Для большинства респондентов (таких 50%) решение об отъезде оказалось трудным, долгим и выстраданным. Часть респондентов изначально совсем не собирались уезжать. Разворачивание военной ситуации, реальные боевые действия казались «нереальными», несмотря на их непосредственную близость к городу. Многие из респондентов были высококвалифицированными специалистами, не хотели оставлять учреждения, производство. «Решение далось сложно; чувство растерянности. Главный аргумент отъезда — необходима безопасность» (ж., 41); «Решение принимали тяжело, скандалили между собой. Уезжать не хотела. Главный аргумент — спасти ребенка от бомбежек. Чувствовала беспомощность в сложившейся ситуации, страх перед неизвестностью, ужас от происходящего» (ж., 41); «Решение принималось очень трудно. Напряжение невероятное. Все время откладывался отъезд. Ехать было некуда. Главный аргумент в пользу отъезда — спасти ребенка» (ж, 48). Многие респонденты главным мотивом отъезда называют спасение детей, близких людей.

Второй этап — «Эмоции пути». Он был связан с восприятием отъезда, тем более что у многих он проходил в достаточно проблемных условиях (невозможность проехать через зону обстрела; переправа через реку; очень много людей, в толпе; проблемы с транспортом и т. п.). Большинство респондентов называют чувство тревоги, страха, беспокойства, уговаривали себя, что «так надо», многих пугала неизвестность, неопределённость будущих действий и решений. «Отрыв от семьи, много плакала; ощущение, что бомж, тебя оторвали, выкинули с корнем» (ж., 37). Многие отмечают нереальность происходящего: «Смотрела на все, как в кино. Особенно пеший переход границы. Чувство обречённости. Уговаривала себя, что нужно увезти сына. Понимала, что я как раз нужна в городе» (ж., 48); «Казалось, что происходит все не со мной» (ж., 41).

Исходные строки ->
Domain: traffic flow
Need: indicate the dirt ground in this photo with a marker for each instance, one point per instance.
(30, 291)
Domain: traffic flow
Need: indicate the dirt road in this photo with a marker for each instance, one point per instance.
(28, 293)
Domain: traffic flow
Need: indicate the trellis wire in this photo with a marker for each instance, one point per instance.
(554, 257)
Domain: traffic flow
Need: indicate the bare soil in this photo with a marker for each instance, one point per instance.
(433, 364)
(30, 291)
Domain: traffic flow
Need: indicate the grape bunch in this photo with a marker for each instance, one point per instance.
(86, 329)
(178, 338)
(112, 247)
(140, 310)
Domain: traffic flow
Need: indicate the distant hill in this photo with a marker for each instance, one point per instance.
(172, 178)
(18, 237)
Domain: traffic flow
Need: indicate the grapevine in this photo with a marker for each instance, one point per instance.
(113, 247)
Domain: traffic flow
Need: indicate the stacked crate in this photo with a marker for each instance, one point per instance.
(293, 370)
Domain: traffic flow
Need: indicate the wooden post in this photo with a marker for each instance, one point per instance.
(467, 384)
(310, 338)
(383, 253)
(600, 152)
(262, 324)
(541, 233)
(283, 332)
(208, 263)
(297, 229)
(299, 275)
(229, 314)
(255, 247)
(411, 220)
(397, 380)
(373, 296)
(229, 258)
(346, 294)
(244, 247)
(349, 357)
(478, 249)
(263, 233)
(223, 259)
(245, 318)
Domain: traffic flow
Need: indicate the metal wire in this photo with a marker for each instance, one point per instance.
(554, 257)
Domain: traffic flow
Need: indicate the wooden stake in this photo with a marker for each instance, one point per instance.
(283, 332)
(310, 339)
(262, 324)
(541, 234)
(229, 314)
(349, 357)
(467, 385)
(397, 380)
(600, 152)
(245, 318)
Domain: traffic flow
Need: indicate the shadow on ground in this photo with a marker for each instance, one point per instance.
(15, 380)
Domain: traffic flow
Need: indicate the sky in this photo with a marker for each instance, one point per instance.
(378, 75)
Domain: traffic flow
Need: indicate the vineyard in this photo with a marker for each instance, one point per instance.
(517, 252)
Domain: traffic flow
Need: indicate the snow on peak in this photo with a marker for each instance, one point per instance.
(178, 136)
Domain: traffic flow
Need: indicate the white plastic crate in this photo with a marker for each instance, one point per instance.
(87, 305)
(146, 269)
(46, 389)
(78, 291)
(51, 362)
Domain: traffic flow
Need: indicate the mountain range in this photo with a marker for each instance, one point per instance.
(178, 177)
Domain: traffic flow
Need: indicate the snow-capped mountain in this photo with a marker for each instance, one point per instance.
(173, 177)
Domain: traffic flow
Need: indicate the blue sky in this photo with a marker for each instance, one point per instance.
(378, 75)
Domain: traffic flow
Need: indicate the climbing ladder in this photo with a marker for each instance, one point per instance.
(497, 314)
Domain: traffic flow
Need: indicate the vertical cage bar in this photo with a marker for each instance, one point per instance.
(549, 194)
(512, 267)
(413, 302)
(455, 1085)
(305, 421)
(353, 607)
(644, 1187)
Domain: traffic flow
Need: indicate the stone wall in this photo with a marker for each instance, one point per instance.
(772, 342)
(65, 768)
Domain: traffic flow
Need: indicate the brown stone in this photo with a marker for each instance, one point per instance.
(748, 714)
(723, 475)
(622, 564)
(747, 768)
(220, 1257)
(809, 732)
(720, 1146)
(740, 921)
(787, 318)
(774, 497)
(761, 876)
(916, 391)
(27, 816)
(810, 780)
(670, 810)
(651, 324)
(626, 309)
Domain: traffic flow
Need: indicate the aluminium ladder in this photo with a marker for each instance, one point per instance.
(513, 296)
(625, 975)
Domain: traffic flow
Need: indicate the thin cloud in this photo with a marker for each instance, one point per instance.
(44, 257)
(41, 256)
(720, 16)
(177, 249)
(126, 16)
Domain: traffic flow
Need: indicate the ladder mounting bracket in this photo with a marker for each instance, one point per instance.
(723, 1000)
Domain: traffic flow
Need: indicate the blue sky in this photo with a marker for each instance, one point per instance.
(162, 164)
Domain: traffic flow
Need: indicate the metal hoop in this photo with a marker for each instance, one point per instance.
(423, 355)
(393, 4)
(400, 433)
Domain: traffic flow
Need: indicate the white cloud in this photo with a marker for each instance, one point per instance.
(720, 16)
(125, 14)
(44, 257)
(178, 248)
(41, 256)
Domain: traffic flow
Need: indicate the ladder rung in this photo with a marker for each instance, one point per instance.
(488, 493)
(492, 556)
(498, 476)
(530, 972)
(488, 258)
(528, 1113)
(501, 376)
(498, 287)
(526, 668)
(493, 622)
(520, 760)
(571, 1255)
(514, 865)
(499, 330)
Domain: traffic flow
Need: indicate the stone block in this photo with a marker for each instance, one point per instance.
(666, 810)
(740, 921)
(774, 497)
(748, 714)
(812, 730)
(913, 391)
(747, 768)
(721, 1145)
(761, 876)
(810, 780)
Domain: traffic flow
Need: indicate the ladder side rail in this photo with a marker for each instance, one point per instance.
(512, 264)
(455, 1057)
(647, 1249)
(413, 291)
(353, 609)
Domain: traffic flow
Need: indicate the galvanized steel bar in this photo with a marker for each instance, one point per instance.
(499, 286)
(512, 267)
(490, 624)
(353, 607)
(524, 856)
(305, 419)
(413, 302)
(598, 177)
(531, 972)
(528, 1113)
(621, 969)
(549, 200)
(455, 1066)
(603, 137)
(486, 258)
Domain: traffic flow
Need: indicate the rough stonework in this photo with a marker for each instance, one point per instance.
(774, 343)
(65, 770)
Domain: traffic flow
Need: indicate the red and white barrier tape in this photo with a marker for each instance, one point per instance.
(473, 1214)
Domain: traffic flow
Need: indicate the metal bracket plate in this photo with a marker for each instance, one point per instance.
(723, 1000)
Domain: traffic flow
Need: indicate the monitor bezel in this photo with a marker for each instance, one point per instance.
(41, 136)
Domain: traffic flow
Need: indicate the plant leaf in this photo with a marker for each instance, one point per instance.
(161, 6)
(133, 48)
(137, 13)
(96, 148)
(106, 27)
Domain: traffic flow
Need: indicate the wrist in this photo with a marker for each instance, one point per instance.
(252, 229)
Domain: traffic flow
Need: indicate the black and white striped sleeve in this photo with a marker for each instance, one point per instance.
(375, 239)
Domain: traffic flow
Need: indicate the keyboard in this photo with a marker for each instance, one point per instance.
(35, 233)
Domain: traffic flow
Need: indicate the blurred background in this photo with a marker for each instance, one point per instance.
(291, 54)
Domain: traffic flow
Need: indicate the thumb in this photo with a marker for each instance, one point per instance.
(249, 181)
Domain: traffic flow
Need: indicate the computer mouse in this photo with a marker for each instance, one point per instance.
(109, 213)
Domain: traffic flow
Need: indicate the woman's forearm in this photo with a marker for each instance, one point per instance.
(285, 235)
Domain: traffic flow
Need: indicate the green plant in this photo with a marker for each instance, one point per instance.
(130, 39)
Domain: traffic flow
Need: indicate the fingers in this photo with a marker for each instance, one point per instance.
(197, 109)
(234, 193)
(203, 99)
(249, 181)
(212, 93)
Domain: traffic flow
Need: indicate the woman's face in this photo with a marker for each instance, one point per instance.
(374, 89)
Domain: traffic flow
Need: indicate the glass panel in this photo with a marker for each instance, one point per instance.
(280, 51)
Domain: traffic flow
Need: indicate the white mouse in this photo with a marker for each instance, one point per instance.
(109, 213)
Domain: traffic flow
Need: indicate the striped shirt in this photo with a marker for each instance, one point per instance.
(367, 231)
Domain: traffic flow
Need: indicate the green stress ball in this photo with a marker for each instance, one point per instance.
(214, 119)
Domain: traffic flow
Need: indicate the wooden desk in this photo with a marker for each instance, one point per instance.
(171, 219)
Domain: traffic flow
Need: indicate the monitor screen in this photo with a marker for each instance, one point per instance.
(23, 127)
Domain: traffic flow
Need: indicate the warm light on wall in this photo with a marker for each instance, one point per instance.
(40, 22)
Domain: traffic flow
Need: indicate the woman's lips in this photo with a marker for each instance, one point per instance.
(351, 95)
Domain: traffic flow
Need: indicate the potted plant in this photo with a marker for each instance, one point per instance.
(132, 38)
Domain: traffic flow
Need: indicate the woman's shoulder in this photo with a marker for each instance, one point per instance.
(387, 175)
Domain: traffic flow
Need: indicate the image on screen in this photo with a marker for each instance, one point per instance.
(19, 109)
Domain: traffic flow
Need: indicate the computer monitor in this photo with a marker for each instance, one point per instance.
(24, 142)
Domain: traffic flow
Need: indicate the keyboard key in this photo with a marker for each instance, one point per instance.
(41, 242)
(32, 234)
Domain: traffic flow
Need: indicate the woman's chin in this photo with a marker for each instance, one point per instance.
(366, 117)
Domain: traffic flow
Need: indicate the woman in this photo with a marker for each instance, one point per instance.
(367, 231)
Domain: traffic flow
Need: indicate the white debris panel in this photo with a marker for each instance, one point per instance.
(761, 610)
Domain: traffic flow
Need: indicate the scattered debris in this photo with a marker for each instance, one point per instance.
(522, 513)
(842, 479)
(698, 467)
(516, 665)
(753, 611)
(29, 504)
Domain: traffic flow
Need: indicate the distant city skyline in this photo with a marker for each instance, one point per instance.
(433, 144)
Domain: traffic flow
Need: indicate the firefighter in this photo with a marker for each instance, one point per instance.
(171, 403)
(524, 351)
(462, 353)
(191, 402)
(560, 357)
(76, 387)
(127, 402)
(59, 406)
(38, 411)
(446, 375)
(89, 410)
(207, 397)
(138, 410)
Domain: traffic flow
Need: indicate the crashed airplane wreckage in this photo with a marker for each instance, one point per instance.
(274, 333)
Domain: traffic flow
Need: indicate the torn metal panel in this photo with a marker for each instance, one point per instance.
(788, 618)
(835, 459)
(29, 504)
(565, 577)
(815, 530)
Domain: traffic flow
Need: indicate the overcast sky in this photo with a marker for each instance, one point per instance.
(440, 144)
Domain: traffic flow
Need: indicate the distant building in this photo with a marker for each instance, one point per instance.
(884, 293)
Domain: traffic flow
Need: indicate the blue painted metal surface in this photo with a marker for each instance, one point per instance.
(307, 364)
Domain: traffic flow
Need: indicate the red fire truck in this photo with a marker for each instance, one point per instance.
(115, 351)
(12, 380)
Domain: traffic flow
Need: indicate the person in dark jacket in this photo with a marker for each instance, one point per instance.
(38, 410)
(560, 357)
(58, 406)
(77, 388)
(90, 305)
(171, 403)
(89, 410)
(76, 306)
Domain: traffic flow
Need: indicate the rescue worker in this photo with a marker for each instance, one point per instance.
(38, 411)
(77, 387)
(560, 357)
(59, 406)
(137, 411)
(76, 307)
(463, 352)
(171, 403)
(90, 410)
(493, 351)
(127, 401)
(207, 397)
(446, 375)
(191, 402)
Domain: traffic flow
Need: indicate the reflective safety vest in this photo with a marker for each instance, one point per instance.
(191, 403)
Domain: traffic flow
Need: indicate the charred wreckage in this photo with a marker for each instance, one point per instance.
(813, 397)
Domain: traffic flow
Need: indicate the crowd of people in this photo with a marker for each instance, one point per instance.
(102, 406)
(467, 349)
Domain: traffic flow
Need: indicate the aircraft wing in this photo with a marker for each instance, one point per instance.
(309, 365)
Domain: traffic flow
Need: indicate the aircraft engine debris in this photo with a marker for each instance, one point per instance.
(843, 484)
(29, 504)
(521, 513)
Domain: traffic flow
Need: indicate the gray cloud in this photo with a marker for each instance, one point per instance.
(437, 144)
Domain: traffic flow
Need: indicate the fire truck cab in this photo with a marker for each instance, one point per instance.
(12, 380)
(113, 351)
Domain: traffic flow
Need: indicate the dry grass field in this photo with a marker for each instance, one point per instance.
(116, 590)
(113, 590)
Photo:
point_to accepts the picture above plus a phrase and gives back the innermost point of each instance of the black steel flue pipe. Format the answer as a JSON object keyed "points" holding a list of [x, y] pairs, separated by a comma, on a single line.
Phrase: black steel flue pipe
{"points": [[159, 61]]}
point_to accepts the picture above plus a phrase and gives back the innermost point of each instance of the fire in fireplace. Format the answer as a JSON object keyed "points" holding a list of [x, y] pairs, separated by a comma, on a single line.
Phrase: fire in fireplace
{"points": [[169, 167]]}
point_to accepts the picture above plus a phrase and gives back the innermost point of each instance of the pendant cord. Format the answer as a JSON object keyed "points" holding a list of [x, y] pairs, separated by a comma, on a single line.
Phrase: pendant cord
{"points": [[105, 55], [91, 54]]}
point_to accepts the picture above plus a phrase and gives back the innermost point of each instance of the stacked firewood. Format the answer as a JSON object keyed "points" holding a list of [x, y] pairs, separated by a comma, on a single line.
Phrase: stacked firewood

Задание ->
Ответьте по тексту документа:
(a) Какая доля респондентов назвала решение об отъезде трудным, долгим и выстраданным?
(b) Как назван второй этап?
(c) Какой главный мотив отъезда называют многие респонденты?
Отвечайте, опираясь только на текст документа.

Ответ ->
(a) 50%.
(b) «Эмоции пути».
(c) Спасение детей, близких людей.